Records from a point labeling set
____

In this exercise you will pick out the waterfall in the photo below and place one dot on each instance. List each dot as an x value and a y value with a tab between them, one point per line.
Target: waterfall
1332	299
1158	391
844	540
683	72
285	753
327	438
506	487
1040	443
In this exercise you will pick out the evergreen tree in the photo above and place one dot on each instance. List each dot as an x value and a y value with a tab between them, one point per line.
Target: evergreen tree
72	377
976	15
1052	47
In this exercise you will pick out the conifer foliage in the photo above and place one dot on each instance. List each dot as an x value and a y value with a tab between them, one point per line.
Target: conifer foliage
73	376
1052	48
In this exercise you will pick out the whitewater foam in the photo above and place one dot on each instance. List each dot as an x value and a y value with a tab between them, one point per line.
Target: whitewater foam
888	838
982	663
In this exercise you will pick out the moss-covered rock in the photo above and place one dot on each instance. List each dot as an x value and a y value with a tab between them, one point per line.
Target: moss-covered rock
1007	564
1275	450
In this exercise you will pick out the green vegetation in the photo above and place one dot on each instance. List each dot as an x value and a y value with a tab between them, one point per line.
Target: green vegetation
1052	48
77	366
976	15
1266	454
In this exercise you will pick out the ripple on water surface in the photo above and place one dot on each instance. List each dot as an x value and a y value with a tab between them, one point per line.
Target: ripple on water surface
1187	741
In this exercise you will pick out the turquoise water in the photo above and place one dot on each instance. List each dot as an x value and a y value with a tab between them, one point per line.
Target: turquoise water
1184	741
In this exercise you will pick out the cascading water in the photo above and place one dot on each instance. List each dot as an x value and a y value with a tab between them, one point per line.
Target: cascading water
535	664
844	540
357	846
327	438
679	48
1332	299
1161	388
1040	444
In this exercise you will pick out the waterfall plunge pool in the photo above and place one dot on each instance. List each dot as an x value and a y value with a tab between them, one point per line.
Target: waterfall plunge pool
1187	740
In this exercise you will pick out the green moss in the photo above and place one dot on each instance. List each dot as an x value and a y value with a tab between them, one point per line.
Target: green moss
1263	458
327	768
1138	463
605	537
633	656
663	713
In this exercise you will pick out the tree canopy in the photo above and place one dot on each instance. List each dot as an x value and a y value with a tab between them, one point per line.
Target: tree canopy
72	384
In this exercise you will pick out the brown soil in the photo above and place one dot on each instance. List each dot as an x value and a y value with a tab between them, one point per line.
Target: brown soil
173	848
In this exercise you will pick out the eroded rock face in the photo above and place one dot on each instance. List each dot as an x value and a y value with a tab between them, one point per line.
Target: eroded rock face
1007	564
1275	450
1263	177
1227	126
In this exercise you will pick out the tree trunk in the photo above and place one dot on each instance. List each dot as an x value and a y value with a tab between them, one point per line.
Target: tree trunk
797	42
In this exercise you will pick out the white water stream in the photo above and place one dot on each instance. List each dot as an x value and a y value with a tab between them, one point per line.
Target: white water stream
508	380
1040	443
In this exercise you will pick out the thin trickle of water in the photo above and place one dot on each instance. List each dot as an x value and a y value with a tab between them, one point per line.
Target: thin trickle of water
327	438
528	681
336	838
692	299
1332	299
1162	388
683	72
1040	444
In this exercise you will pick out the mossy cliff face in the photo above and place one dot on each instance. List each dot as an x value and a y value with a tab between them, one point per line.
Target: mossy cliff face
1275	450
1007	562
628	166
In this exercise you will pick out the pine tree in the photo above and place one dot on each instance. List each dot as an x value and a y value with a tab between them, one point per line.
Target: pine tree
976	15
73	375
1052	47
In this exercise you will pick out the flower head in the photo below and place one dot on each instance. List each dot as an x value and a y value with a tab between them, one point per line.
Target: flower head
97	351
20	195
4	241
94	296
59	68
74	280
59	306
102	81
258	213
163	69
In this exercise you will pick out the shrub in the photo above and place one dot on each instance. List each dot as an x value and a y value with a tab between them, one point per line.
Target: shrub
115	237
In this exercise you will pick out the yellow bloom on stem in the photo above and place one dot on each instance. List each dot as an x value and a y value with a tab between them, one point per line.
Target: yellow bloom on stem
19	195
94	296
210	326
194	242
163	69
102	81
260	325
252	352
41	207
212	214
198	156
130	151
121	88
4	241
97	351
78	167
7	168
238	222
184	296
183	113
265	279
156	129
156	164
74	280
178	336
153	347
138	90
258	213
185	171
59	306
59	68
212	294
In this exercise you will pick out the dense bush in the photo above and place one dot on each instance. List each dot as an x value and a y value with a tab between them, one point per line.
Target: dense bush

____

# STATED EXERCISE
Make an exact copy of every entry.

# THE COMPLETED TASK
In this exercise you will pick out the waterfall in the photo below and place one dot on each instance. List each dot as an x value and a y value with a tab between them, one point per line.
Target: waterfall
1332	299
1158	391
844	540
683	72
285	753
327	438
506	487
1040	443
In this exercise you will pick out the evergreen tree in the photo above and place one dot on each instance. List each dot as an x value and a y value with a tab between them, one point per line.
Target: evergreen tree
72	377
976	15
1052	47
In this exercise you will pick out the conifer foliage in the photo above and place one dot on each instance. List each dot as an x value and a y value with a tab between them, one point per line.
Target: conifer foliage
73	376
1052	48
In this exercise you will pick out the whitewater foam in the photo above and place one dot on each instance. List each dot as an x value and a y value with a tab between them, one point per line.
Target: whitewater foam
888	838
982	663
In this exercise you will pick out the moss-covered rock in the photo above and place one dot on each instance. List each dot as an x value and a y value with a tab between them, one point per line.
Target: moss-covered rock
1007	564
1275	450
In this exercise you will pick out the green vegetation in the photo above and place one dot on each instance. List each dot as an x value and a y value with a tab between them, one point per line.
Target: green vegetation
1052	48
77	366
976	15
1266	454
In this exercise you will pick out the ripple on water surface in the photo above and place one dot on each instance. List each dot as an x value and a y value with a tab between them, one point per line.
Target: ripple on water surface
1187	741
In this exercise you will pick out the turquoise water in the photo above and place one dot on each instance. List each dot as an x value and a y value with a tab between them, one point per line.
Target: turquoise water
1184	741
In this exercise you will pick out the cascading water in the photo above and place one dot on each instance. List each dot as an x value and a y value with a tab between them, one point per line.
Target: cascading water
535	664
844	540
357	846
327	438
679	48
1332	299
1161	388
1040	444
In this exercise you will pick out the waterfall plunge pool in the photo above and place one dot on each instance. List each dot as an x value and a y value with a tab between them, one point per line.
Target: waterfall plunge pool
1187	740
In this exercise you will pick out the green moss in the photo above and place one dot on each instance. List each dot as an x value and a y value with a tab between them, one point per line.
Target: green moss
1263	458
327	768
1138	463
605	537
633	656
663	713
In this exercise you will pick out the tree canopy in the photo above and place one dot on each instance. List each dot as an x value and a y value with a tab between them, one point per line.
Target: tree canopy
72	384
In this exercise you will pick out the brown soil in the photo above and place one dot on each instance. List each dot as an x value and a y value with a tab between them, one point per line.
Target: brown soil
173	848
In this exercise you will pick out the eroded rock face in the photo above and place one dot on each instance. List each dot as an x value and a y value with a tab between them, one point per line.
Target: eroded rock face
1007	564
1275	450
1263	177
1227	126
In this exercise you will pick out the tree trunk in the photo above and place one dot on each instance. List each dot as an x value and a y value with a tab between them, one point per line.
Target: tree trunk
797	42
In this exercise you will pick out the white water stream in the photo above and place one dot on each instance. List each dot as an x value and a y value with a tab between them, one point per line.
Target: white water stream
508	380
1040	443
In this exercise you will pick out the thin trickle of water in the photo above and place one dot on each instance. List each dot as an x value and a y value with a tab between them, one point per line.
Target: thin trickle of water
327	438
528	681
336	838
692	299
1332	299
1162	388
683	72
1040	444
In this exercise you will pick out the mossy cliff face in the photo above and place one dot on each instance. List each dot as an x value and a y value with a tab between them, one point per line.
Target: mossy cliff face
1275	450
1007	562
628	166
In this exercise you will pick out the pine tree in the photo above and place one dot on each instance. List each dot as an x value and a y value with a tab between them, one point per line.
Target: pine tree
976	15
73	375
1052	47
In this exercise you will pick out the flower head in the photo below and place one dot on each instance. List each dot as an x value and a y value with a tab between them, one point per line.
Target: flower head
97	351
20	195
4	241
94	296
59	68
74	280
59	306
102	81
258	213
163	69
In this exercise you will pick out the shrub in the photo above and place one dot on each instance. List each dot as an x value and a y value with a tab between them, one point per line.
Target: shrub
115	237
In this exercise you will pick out the yellow bloom on stem in the photo above and place one dot on each instance. List each dot as an x value and a y value with a tab between them, one point per line.
Target: yellow bloom on stem
19	195
94	296
210	326
194	242
163	69
102	81
260	325
252	352
41	207
212	214
198	156
130	151
121	88
4	241
97	351
78	167
7	168
238	222
184	296
183	113
265	279
156	129
156	164
74	280
178	336
153	347
138	90
258	213
185	171
59	306
59	68
212	294
In this exercise you will pick out the dense bush in the photo above and place one dot on each instance. List each dot as an x value and a y value with a tab between them, one point per line.
Target: dense bush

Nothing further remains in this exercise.